#### Data provided ####

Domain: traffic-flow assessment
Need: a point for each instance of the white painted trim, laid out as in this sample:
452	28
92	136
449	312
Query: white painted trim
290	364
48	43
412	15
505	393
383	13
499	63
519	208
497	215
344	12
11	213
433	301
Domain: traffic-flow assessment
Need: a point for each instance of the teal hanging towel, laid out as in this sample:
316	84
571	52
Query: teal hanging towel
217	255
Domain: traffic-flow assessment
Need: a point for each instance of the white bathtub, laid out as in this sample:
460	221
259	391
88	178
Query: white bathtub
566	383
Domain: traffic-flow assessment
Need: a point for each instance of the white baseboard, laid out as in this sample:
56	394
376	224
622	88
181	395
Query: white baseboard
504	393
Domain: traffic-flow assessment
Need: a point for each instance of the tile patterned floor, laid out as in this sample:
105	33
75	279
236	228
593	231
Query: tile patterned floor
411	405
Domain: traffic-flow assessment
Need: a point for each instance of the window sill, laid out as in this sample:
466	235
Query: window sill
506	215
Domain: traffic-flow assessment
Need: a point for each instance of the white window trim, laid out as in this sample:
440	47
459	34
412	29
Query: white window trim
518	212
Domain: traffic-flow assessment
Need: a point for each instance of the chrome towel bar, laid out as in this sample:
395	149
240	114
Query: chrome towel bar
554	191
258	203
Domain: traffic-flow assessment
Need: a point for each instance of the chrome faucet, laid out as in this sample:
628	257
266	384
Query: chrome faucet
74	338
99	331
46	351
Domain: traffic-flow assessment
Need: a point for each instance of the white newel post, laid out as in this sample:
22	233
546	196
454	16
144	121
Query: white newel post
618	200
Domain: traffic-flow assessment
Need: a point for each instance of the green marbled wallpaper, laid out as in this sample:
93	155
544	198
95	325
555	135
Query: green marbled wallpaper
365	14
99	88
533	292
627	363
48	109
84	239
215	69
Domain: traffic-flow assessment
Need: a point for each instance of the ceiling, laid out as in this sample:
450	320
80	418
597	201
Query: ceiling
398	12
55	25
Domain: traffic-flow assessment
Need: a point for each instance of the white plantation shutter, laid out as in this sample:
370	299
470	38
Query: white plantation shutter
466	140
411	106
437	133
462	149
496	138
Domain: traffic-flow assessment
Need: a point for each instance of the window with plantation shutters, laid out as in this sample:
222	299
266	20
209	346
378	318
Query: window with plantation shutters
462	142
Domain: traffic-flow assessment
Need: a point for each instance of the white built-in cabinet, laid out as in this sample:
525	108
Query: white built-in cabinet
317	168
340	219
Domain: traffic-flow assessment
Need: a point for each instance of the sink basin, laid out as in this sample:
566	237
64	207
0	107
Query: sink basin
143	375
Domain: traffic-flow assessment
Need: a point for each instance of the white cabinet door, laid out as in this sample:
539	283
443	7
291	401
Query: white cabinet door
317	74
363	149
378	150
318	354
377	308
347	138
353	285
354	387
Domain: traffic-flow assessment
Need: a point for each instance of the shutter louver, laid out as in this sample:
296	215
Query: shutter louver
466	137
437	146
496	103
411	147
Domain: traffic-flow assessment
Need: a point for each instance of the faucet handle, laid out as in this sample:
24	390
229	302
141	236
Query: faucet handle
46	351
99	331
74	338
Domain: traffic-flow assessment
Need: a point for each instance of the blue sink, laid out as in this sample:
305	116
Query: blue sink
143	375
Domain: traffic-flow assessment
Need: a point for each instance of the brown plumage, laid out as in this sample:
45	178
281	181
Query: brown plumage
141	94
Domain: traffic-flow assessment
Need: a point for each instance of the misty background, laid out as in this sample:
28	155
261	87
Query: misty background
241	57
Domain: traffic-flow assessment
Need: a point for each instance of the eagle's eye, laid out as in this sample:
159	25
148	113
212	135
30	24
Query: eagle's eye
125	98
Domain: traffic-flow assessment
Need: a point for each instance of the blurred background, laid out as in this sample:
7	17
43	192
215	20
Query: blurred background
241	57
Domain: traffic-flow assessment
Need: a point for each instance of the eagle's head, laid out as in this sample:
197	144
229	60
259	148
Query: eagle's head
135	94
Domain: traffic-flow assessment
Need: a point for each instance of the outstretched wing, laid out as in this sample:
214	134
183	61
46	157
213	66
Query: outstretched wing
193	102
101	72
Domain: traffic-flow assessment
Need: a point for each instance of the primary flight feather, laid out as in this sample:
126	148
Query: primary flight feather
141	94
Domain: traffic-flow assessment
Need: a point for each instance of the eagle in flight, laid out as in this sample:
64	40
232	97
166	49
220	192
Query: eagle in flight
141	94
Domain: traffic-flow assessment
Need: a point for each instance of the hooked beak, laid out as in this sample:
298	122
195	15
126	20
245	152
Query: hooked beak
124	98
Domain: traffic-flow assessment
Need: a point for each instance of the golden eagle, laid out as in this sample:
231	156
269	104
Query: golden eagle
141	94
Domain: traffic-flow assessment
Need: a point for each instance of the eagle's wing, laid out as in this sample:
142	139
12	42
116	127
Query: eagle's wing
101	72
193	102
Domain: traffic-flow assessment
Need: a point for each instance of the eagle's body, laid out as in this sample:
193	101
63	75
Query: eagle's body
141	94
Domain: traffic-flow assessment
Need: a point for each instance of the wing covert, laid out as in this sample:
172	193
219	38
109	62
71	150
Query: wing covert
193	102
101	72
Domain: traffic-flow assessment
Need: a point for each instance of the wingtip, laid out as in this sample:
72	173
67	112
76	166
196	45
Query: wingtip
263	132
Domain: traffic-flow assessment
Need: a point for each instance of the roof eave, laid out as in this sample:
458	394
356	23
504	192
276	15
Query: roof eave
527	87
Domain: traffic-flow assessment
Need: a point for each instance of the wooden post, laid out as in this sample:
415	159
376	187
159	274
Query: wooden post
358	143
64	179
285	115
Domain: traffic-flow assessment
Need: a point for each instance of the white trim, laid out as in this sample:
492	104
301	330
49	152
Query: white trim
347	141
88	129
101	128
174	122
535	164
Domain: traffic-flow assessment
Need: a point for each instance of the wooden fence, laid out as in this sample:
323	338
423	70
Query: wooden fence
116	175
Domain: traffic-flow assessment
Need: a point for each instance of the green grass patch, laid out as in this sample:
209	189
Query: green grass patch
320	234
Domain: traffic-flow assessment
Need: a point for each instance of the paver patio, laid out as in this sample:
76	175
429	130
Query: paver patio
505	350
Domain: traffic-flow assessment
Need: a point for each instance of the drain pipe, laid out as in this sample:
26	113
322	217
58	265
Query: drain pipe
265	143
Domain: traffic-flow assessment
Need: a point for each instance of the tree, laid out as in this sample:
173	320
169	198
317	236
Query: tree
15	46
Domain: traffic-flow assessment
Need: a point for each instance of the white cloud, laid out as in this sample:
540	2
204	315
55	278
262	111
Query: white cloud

####

- Work to complete
Pick out each line of the items above that contains the string "basin" and list those lines.

- Task answer
Need: a point for each instance of the sink basin, laid out as in this sample:
Query: sink basin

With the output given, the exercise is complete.